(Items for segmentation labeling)

○ ○ ○ ○

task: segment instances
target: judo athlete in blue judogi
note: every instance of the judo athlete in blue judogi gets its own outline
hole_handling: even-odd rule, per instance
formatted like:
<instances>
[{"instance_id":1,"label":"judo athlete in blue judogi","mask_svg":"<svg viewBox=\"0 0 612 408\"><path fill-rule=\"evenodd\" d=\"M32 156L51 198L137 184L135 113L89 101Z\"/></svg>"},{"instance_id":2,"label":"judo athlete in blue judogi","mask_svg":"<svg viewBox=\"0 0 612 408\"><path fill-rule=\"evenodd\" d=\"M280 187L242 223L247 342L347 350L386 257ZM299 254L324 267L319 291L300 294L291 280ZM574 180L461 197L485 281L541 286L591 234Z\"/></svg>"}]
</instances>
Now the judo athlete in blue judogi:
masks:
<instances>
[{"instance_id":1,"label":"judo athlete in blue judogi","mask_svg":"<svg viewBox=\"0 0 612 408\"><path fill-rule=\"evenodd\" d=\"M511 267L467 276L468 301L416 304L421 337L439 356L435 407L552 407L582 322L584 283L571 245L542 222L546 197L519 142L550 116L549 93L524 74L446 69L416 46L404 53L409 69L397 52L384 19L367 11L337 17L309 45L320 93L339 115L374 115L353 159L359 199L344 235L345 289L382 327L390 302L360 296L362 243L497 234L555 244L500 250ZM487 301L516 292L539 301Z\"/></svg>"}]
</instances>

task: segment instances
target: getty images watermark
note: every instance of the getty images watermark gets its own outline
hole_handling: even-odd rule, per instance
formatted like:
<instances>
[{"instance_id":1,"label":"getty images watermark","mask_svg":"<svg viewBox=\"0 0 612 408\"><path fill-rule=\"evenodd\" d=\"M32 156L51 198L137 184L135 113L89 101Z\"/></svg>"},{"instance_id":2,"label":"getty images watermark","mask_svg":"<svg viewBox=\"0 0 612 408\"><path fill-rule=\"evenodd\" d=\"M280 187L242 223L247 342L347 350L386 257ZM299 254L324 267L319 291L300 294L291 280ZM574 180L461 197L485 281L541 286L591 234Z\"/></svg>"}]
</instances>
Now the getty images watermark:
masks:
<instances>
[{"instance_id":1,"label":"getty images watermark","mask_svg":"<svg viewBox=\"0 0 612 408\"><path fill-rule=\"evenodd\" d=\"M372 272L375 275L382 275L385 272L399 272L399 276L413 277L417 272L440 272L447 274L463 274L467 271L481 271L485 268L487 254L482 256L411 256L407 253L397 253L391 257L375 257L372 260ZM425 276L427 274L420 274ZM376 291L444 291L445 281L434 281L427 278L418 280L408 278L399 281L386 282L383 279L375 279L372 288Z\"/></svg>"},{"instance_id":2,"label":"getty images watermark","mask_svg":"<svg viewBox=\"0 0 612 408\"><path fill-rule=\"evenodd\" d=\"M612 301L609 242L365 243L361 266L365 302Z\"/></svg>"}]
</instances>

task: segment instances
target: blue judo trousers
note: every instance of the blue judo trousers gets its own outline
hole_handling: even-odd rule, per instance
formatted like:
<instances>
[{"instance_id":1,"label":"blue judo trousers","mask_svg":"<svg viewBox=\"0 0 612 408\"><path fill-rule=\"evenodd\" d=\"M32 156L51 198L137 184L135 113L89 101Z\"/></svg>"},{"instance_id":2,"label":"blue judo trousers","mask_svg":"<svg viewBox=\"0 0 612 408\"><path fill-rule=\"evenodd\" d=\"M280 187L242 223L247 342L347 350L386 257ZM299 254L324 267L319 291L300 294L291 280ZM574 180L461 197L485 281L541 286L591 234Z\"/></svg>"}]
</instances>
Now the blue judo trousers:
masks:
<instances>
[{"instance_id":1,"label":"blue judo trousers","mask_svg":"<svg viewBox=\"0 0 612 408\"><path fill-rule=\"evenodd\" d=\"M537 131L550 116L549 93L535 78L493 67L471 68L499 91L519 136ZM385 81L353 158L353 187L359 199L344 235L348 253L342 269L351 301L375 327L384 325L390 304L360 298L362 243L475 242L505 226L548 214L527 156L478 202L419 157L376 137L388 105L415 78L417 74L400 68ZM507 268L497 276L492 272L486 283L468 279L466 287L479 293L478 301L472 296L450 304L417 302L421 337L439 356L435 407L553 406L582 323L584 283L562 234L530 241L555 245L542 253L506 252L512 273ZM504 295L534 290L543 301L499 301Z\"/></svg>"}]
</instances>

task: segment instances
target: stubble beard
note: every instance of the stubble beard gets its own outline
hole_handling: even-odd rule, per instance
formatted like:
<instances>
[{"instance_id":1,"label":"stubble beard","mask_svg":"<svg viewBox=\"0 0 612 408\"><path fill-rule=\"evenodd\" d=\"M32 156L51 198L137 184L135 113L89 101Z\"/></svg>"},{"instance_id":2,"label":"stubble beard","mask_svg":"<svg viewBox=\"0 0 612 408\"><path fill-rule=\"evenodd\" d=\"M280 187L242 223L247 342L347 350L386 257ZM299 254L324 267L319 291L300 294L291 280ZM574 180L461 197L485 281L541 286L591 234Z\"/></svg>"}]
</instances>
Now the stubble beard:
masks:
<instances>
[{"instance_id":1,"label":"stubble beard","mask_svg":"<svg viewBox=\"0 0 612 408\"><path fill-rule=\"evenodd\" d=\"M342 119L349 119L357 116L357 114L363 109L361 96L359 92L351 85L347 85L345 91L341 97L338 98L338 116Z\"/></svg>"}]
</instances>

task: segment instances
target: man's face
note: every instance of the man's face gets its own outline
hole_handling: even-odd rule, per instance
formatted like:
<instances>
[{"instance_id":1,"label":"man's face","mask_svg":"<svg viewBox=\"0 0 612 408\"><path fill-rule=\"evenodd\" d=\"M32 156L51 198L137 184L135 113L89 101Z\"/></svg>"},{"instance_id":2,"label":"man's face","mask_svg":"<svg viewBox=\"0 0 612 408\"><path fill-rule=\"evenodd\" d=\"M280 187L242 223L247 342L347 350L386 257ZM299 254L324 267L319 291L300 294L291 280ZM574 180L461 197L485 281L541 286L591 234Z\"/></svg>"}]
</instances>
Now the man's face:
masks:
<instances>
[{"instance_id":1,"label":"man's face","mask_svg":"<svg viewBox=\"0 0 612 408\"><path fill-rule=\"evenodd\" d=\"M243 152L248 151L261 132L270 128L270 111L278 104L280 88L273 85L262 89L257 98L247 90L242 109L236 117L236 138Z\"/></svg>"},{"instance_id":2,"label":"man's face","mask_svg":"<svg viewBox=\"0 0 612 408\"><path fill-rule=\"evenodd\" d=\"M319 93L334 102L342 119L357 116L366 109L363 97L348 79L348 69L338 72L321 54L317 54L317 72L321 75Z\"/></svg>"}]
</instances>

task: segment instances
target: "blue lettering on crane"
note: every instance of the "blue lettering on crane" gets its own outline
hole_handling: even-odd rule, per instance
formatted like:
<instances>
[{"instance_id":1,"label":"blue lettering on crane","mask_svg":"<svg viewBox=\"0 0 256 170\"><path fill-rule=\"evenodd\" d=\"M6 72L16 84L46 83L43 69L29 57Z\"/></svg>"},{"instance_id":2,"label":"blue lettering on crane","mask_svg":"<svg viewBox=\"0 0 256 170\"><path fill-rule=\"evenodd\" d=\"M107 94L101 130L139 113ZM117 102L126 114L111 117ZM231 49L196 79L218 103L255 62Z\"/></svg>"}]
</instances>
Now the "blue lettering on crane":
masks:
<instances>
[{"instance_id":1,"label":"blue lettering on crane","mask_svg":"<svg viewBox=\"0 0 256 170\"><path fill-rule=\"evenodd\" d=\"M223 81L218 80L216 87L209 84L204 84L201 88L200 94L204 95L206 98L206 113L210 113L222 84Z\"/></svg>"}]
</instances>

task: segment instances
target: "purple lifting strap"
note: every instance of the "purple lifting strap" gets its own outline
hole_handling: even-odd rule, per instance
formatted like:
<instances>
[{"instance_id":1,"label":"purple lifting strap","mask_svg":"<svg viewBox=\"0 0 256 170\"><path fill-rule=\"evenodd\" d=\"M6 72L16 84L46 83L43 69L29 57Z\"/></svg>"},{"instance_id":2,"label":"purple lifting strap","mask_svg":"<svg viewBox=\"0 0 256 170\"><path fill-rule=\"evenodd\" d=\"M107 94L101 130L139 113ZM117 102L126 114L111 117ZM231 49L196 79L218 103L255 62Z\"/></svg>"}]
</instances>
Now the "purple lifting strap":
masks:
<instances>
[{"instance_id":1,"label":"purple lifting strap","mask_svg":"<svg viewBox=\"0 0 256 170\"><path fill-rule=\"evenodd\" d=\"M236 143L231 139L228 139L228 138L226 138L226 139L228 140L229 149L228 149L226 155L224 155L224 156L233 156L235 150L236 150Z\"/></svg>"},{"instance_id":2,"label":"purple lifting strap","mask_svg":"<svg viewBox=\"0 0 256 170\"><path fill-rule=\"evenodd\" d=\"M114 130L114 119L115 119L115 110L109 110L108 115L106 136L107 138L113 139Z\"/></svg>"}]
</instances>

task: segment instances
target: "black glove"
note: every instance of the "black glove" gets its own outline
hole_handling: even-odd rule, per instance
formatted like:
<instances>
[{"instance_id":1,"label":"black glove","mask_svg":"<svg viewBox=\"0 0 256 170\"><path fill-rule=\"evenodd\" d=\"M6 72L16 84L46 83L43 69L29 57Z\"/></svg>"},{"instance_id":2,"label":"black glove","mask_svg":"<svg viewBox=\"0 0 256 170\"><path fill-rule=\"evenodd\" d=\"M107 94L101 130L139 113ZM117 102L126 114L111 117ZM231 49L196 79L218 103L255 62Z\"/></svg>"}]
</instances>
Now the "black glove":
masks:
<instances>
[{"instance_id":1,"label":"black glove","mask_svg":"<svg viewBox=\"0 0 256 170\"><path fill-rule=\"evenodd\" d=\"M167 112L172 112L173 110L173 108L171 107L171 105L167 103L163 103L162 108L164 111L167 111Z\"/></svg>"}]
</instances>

○ ○ ○ ○

--- TO BE DONE ---
Collect every line of the records above that contains the word "beard", and copy each one in full.

--- CORRECT ANSWER ---
target: stubble beard
note: every instance of the stubble beard gets its own outline
[{"instance_id":1,"label":"stubble beard","mask_svg":"<svg viewBox=\"0 0 612 408\"><path fill-rule=\"evenodd\" d=\"M32 156L51 198L137 184L135 113L89 101Z\"/></svg>"},{"instance_id":2,"label":"stubble beard","mask_svg":"<svg viewBox=\"0 0 612 408\"><path fill-rule=\"evenodd\" d=\"M280 187L242 223L247 342L347 350L386 257ZM299 254L324 267L319 291L300 294L291 280ZM574 180L461 197L485 281L541 286L591 234Z\"/></svg>"}]
Now the stubble beard:
[{"instance_id":1,"label":"stubble beard","mask_svg":"<svg viewBox=\"0 0 612 408\"><path fill-rule=\"evenodd\" d=\"M342 119L349 119L357 116L357 114L363 109L361 96L359 92L351 85L347 85L345 91L341 97L338 98L338 116Z\"/></svg>"}]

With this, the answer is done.